▶ [Work instruction 1]
From the Spieth article below, output the passage that begins at the words "CHARLOTTE, N.C. –" and stops after the words "introspective, not consumed.", copying it exactly.
▶ [Work instruction 2]
Summarize the Spieth article below in two sentences.

▶ [Passage shown]

*** Begin section ***

CHARLOTTE, N.C. – Sartorially, Jordan Spieth usually favors bright hues, but on Wednesday, the eve of the 99th PGA Championship, he wore a black cap and matching shirt.

"Just changing things up," he said.

When you're golf's darling and on the cusp of history, you wear whatever you please, without any sense of doom. No, the only gloom at Quail Hollow is the weather forecast, but has Spieth ever been deterred by rain or any other obstacle?

Yes, Spieth has a chance to achieve momentous things, namely becoming the sixth male golfer to complete the career Grand Slam and the youngest to do so. But on Wednesday he seemed serene, not antsy; introspective, not consumed.

"Expectations, I really don't feel any," he said. "This whole, 'This is a chance to complete the career Grand Slam'; I'm here, so I'm going to go ahead and try. But I believe I'm going to have plenty of chances. And I'm young enough to believe in my abilities that it will happen at some point.

*** End section ***

▶ [Given information]

*** Begin section ***

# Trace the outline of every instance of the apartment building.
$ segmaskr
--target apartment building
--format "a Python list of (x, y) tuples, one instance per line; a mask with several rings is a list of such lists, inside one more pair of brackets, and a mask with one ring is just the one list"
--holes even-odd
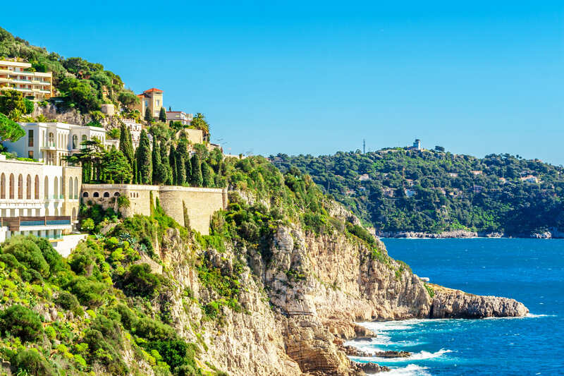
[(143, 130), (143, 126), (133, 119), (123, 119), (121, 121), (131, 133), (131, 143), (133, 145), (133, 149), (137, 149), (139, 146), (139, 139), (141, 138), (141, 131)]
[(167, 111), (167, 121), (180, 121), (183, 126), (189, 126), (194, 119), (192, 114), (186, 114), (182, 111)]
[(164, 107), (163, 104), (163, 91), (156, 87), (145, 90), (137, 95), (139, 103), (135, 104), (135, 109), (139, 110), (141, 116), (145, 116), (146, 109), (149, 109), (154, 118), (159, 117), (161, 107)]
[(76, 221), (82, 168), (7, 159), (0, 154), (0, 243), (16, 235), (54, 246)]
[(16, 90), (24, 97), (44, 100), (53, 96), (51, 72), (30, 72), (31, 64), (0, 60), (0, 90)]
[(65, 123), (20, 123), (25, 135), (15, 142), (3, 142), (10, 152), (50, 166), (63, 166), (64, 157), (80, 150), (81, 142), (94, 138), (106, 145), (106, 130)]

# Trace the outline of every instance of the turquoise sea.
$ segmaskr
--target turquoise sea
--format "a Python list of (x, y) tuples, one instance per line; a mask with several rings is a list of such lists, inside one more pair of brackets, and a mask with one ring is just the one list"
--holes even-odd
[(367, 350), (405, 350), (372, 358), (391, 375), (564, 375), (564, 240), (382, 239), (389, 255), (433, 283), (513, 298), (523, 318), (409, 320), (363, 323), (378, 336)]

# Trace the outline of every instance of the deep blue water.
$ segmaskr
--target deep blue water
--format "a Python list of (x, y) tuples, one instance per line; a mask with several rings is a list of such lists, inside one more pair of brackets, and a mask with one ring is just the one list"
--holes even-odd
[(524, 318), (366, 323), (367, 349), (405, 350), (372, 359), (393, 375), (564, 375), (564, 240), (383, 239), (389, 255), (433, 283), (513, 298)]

*** End section ***
*** Begin section ***

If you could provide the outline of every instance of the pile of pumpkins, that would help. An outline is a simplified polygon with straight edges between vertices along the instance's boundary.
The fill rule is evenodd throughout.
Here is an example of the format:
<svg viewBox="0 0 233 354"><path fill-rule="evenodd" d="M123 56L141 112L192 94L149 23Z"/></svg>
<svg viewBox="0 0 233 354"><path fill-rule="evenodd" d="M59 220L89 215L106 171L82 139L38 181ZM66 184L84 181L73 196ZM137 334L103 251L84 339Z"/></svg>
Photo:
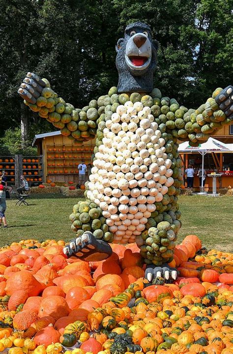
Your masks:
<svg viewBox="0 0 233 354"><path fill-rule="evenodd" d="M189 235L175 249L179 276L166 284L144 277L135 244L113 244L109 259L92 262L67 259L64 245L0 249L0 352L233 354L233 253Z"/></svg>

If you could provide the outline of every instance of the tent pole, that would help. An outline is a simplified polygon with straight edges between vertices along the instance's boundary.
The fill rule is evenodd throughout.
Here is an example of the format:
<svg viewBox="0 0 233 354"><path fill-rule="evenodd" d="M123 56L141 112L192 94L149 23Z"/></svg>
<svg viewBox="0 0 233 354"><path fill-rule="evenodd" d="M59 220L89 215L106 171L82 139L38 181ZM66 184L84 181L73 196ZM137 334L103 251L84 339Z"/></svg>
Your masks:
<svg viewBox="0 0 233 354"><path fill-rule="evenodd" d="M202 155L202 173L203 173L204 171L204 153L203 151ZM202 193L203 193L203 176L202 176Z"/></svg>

*** End section ***

▶ [Answer box 1]
CHARLOTTE, N.C. – Sartorially, Jordan Spieth usually favors bright hues, but on Wednesday, the eve of the 99th PGA Championship, he wore a black cap and matching shirt.

"Just changing things up," he said.

When you're golf's darling and on the cusp of history, you wear whatever you please, without any sense of doom. No, the only gloom at Quail Hollow is the weather forecast, but has Spieth ever been deterred by rain or any other obstacle?

Yes, Spieth has a chance to achieve momentous things, namely becoming the sixth male golfer to complete the career Grand Slam and the youngest to do so. But on Wednesday he seemed serene, not antsy; introspective, not consumed.

▶ [Answer box 2]
On the eve of the 99th PGA Championship at Quail Hollow, Jordan Spieth, who usually favors bright hues, wore a black cap and matching shirt to change things up. Although he has a chance to become the sixth male golfer and the youngest to complete the career Grand Slam, he seemed serene and said he felt no expectations, believing he will have plenty of chances.